» **WHAT YOU HAVE TO DO**
Copy the entries from the line that contains "Accessibility service: describe the location of white" through the line that contains "14,303 -> 158,379", including both of those lines and every request line between them. Leave the requests and their format samples unchanged, but multiply each pixel coordinate in the answers by 0.95 and round it to a whole number, rounding halves up.

(Collection entries)
_ _ _ _ _
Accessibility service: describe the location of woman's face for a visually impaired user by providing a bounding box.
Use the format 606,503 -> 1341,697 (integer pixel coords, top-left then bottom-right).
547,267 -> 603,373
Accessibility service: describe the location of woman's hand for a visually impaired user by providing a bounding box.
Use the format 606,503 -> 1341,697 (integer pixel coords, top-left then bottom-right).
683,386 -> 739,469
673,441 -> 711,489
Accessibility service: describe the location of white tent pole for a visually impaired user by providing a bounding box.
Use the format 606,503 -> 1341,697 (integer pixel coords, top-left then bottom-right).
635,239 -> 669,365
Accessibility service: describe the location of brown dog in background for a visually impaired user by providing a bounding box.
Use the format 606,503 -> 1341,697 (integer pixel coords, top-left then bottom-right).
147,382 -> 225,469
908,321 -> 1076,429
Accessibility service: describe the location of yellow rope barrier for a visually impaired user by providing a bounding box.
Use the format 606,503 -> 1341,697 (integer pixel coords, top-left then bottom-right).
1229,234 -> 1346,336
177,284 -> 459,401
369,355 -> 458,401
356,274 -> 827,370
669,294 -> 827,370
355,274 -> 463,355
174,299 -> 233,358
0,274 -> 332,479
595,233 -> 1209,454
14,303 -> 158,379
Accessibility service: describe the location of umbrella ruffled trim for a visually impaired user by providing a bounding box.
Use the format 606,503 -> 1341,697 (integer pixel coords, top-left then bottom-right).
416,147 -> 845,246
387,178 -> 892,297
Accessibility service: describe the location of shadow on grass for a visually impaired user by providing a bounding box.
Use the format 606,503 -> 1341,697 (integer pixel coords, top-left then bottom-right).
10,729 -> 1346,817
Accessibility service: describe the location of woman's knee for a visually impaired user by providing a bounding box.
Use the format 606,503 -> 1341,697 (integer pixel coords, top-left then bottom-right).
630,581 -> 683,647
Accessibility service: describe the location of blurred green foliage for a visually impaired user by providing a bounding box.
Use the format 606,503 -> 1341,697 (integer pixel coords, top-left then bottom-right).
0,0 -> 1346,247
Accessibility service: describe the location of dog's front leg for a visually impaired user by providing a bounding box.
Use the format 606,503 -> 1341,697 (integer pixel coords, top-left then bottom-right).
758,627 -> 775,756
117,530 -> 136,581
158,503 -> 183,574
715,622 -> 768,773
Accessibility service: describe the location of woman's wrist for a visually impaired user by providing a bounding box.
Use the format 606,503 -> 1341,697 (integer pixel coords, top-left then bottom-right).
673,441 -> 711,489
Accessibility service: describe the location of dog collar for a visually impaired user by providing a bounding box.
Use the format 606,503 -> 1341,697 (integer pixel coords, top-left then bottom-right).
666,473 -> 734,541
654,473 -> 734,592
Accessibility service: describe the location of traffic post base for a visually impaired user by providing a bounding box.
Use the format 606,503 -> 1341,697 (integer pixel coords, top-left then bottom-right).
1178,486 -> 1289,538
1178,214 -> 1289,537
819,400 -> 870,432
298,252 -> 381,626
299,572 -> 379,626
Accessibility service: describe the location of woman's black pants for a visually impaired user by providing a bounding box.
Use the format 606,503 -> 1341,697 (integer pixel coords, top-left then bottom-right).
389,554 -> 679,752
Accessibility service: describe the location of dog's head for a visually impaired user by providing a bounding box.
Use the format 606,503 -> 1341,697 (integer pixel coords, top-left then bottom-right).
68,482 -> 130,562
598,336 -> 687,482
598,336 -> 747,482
_ _ _ _ _
» **TASK OUTPUT**
Accessibility service: describe the location of white tent pole for a visually impaired user by providing a bounding box.
Use the format 606,503 -> 1341,697 (integer pixel coords, top-left then bottom-right).
603,227 -> 636,347
Accessibility service: describe the location of brown dog in background for a visually impaired user by providing a bounding box.
Use the format 606,503 -> 1341,697 (integer pixel coords, top-left then bottom-right).
140,363 -> 214,446
863,305 -> 1022,408
Accessibility service: describe the location of yellow rope barrier for a visually impaired user by providing a bounding box.
Use the format 606,503 -> 1341,697 (integer pixel coords, top-left then bottom-right).
1168,222 -> 1279,319
168,270 -> 436,381
351,337 -> 435,381
338,260 -> 786,352
636,279 -> 786,352
337,260 -> 440,337
165,284 -> 221,340
0,260 -> 315,455
565,221 -> 1149,431
13,288 -> 150,360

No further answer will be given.